*What to do*.
The records should be copied out again with no alteration.

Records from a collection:
-.-.-

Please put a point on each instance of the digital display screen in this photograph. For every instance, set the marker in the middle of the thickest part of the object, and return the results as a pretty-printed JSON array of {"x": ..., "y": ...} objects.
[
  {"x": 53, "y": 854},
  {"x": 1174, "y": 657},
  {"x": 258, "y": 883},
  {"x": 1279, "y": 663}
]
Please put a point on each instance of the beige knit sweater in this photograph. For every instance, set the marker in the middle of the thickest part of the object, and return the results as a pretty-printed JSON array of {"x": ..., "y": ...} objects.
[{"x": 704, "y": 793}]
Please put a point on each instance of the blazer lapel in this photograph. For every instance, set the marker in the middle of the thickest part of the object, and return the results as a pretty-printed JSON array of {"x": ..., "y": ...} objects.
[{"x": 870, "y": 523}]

-.-.-

*Answer to this problem*.
Please put a point on each instance of the digital display screen in this photograph. For every instance, set the marker in the middle of the thickest part of the object, and return the results as a pretty-printed JSON array of {"x": ..., "y": ...} objects.
[
  {"x": 53, "y": 854},
  {"x": 1174, "y": 657},
  {"x": 258, "y": 883},
  {"x": 1279, "y": 663}
]
Please put a point on each instance of the beige knit sweater in this photograph. For every instance, set the marker in the middle of the thickest part of the object, and return the results as a pretty-printed JSON array of {"x": ..., "y": ...} objects.
[{"x": 704, "y": 793}]
Please put a point on each instance of the blazer lapel in this photograph. For every instance, set the marker in the middle of the thickest part of the object, and return the results as a pretty-printed JSON array of {"x": ..., "y": ...} objects.
[{"x": 870, "y": 523}]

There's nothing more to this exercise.